■ TASK DESCRIPTION:
Repeat precisely the span of lines below that opens with the line containing "Mark each instance of the beach" and closes with the line containing "Mark each instance of the gray shirt", both included.

■ AVAILABLE RECORDS:
>>>>
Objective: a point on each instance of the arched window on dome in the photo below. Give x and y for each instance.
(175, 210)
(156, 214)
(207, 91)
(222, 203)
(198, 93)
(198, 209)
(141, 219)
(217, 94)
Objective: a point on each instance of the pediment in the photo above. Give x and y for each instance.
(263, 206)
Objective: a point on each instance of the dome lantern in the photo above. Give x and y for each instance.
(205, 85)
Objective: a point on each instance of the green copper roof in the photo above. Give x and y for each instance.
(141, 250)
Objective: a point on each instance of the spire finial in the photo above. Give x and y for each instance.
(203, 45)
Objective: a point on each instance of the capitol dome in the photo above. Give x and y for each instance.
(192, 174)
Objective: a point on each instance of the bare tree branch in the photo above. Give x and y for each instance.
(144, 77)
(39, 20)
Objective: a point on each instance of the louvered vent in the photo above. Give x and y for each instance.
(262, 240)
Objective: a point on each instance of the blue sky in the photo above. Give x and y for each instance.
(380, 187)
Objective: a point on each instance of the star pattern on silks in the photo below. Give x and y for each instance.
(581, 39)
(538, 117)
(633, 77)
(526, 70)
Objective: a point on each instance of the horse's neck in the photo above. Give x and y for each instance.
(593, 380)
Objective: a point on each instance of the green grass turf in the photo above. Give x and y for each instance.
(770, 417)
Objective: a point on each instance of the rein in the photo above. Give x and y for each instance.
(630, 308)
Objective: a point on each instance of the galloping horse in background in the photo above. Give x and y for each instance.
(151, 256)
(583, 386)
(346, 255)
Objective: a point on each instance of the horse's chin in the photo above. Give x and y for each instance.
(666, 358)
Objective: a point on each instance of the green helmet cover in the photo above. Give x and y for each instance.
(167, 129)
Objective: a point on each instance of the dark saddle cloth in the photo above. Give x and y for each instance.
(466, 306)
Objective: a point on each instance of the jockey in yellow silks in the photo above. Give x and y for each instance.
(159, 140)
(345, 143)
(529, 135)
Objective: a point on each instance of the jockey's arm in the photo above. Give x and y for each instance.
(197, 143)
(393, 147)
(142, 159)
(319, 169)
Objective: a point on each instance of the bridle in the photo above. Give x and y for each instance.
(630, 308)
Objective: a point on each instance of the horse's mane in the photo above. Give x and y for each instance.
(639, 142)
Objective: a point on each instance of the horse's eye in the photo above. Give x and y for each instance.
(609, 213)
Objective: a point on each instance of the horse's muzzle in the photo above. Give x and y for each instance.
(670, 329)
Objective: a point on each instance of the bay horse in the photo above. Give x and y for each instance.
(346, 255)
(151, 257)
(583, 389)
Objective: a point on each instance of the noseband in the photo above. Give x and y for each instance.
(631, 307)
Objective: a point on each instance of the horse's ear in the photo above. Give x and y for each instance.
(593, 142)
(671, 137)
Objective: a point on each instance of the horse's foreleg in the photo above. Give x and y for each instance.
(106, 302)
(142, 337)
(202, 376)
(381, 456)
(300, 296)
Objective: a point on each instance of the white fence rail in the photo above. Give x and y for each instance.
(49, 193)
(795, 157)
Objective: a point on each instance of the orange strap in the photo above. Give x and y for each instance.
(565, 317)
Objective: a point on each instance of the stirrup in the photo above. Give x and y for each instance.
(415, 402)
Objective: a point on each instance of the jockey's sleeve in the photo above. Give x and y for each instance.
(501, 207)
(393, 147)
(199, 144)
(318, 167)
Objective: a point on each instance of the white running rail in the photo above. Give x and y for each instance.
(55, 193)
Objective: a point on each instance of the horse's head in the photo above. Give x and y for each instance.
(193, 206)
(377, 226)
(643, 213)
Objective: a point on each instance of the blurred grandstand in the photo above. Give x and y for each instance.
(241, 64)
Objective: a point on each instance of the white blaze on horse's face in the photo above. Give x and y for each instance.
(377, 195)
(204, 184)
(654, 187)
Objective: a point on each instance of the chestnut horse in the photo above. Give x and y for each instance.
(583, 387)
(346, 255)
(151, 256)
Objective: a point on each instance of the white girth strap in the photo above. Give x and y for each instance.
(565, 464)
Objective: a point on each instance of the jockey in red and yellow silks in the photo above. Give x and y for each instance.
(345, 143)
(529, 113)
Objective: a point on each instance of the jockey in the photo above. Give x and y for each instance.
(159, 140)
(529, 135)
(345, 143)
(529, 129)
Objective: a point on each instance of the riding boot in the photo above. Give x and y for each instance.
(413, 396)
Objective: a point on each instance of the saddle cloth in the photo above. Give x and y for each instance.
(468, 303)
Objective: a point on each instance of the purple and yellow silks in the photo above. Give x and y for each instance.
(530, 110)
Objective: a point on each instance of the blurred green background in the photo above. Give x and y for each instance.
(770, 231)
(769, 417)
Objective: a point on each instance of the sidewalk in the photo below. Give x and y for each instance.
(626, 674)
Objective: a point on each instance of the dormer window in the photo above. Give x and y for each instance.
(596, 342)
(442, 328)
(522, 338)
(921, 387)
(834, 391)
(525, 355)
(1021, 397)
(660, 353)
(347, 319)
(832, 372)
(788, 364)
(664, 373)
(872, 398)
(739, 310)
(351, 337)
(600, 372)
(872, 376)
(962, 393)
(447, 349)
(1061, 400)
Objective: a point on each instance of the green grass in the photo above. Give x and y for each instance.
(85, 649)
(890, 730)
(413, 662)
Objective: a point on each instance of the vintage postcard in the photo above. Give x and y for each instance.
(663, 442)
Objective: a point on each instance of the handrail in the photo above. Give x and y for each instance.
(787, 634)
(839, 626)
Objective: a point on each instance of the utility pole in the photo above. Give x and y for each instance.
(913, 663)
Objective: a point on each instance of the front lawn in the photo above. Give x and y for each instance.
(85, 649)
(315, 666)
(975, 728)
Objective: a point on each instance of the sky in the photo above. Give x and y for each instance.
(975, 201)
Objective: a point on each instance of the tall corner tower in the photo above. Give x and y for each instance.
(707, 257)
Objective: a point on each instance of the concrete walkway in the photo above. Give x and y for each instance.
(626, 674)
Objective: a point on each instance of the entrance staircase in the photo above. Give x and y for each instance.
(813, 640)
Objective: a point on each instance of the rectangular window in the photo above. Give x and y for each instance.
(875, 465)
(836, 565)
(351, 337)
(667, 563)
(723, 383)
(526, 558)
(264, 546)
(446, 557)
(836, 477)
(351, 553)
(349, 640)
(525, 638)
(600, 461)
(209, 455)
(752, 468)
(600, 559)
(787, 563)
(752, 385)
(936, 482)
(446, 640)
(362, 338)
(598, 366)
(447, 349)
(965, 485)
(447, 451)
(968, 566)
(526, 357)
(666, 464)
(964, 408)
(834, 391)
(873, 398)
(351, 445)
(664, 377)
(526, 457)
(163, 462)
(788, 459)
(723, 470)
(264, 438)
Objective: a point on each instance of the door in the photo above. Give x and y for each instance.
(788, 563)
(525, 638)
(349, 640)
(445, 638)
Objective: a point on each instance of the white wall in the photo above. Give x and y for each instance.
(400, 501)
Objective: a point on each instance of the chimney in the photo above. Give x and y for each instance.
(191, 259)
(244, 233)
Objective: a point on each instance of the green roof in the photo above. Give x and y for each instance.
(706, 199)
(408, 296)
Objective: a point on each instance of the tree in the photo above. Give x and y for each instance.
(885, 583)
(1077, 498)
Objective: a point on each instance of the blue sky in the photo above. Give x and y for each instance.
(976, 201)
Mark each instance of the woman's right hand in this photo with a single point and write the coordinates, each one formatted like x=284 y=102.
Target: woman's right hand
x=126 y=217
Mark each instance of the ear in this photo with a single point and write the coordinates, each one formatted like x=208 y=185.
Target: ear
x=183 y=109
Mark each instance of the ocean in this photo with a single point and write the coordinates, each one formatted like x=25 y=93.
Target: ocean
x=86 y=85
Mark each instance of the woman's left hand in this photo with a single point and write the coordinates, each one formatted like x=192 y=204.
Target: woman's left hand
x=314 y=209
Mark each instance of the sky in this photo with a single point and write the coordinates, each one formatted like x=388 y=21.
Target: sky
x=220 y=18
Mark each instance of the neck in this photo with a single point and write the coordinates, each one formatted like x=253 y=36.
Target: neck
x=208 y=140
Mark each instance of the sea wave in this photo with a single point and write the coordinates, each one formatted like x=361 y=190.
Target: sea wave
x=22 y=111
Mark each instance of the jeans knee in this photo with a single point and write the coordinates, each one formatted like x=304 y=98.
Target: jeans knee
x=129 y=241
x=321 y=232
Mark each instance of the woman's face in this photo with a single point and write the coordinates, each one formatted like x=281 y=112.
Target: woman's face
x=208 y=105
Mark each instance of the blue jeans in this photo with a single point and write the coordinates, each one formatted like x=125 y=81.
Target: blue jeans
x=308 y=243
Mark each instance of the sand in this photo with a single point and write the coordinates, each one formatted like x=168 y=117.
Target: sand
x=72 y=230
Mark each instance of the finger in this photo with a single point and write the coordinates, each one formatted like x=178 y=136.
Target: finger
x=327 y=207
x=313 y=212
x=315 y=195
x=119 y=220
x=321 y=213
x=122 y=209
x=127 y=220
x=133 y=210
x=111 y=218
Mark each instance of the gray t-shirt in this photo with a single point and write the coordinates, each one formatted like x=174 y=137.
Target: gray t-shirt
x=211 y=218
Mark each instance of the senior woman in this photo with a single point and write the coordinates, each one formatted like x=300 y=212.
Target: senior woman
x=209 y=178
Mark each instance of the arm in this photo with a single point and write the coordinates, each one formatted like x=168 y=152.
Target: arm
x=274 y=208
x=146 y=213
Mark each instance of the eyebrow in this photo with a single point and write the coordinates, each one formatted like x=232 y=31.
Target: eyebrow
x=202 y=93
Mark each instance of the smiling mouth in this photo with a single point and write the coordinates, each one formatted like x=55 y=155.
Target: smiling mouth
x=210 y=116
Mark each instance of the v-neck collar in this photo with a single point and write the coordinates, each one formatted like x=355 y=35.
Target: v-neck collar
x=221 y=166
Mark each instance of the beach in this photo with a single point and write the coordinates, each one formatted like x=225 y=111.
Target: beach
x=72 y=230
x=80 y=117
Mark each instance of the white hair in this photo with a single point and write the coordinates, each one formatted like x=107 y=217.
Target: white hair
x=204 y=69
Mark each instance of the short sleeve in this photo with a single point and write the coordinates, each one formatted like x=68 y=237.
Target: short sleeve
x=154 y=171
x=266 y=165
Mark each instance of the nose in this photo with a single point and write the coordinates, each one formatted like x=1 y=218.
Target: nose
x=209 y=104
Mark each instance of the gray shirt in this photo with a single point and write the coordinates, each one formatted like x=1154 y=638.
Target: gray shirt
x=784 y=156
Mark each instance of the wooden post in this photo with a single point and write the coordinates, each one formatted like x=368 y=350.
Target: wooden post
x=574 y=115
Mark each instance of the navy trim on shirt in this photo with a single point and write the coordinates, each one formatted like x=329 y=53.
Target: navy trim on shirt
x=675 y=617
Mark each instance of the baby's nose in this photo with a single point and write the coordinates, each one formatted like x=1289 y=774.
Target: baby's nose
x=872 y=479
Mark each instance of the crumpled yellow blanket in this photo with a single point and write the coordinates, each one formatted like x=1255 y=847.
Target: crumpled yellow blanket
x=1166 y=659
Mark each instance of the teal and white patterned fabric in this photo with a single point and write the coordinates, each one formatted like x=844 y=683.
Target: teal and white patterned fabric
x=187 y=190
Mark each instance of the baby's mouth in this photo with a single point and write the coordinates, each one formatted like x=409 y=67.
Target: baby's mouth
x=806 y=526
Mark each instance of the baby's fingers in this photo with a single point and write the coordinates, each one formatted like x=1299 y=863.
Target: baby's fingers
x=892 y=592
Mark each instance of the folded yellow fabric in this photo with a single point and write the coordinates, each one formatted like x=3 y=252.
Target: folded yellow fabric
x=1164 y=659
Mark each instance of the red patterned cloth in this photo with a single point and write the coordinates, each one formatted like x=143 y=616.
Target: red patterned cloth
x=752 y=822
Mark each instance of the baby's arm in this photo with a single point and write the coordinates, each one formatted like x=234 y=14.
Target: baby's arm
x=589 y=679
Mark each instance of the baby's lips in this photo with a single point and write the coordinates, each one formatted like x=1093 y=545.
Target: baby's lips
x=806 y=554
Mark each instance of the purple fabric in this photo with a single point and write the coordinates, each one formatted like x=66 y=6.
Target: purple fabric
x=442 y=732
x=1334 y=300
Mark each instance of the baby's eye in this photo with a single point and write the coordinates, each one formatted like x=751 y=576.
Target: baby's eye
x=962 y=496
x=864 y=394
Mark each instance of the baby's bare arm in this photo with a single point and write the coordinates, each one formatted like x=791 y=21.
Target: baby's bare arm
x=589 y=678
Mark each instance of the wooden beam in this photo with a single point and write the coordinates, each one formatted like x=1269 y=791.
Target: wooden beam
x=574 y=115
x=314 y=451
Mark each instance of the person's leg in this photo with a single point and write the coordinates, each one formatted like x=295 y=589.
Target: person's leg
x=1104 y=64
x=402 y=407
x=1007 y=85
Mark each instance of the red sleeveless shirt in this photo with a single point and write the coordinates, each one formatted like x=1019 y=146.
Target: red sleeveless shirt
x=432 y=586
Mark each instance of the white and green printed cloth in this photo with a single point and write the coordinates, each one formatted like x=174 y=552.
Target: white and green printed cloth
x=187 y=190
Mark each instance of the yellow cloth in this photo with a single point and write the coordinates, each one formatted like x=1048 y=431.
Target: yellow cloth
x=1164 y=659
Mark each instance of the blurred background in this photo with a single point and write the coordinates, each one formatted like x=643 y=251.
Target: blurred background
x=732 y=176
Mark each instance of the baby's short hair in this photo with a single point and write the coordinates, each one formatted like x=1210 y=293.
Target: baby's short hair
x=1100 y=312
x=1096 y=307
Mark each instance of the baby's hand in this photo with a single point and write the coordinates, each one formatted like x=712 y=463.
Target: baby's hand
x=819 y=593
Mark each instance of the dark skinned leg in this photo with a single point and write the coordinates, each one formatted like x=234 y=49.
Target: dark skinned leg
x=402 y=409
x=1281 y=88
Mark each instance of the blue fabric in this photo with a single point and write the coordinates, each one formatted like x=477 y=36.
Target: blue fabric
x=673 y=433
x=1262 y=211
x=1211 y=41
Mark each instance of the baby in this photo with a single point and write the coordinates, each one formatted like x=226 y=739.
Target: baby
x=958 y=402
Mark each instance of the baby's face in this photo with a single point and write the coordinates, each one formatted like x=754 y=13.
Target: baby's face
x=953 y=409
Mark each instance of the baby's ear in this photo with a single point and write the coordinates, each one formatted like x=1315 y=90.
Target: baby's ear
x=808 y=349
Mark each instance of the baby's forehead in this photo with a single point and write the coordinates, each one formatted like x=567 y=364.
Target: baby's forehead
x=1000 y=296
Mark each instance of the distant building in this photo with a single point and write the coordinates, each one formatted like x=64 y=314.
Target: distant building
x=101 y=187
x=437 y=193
<<<<
■ EXPECTED ANSWER:
Mark each instance of the beach in this photo with a single point and write the coordinates, each one formatted like x=225 y=111.
Target: beach
x=72 y=230
x=80 y=117
Mark each instance of the white hair in this photo with a single point and write the coordinates, each one formatted like x=107 y=217.
Target: white hair
x=204 y=69
Mark each instance of the short sleeve in this photo with a single point and write the coordinates, each one formatted like x=68 y=237.
Target: short sleeve
x=154 y=171
x=266 y=165
Mark each instance of the nose in this photo with a single point and write the coordinates, each one formatted like x=1 y=218.
Target: nose
x=209 y=104
Mark each instance of the gray shirt in this photo with a single point and write the coordinates, each one formatted like x=1154 y=638.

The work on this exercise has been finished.